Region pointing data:
----
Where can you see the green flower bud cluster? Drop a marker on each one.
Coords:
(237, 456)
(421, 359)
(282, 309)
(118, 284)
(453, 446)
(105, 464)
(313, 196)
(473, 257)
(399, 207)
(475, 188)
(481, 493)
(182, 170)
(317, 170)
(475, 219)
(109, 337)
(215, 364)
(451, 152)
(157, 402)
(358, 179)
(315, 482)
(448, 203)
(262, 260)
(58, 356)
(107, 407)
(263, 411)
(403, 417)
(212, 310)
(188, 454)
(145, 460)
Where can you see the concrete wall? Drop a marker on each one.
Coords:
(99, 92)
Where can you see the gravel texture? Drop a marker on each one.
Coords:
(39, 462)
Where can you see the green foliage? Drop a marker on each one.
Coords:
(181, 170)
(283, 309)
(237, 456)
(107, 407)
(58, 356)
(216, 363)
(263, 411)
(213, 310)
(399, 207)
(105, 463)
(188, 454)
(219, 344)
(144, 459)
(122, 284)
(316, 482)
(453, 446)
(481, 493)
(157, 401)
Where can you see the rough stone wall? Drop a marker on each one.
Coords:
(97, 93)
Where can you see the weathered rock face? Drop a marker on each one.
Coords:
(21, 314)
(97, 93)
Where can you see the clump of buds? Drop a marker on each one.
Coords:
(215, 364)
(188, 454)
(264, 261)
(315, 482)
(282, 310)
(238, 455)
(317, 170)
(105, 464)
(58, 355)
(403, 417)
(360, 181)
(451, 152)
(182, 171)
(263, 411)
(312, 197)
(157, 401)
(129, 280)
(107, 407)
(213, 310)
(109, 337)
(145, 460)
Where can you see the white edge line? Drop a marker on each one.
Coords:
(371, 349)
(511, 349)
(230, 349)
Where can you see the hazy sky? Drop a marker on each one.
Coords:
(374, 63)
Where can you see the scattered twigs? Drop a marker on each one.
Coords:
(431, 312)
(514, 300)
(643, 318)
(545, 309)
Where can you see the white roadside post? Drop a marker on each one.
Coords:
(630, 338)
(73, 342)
----
**Assigned task**:
Copy out every line from the data above that has "wall" in it.

**Exercise result**:
Where can you see the concrete wall? Drop a marker on each one.
Where can you see the rough stone wall? Drop a marker on each one.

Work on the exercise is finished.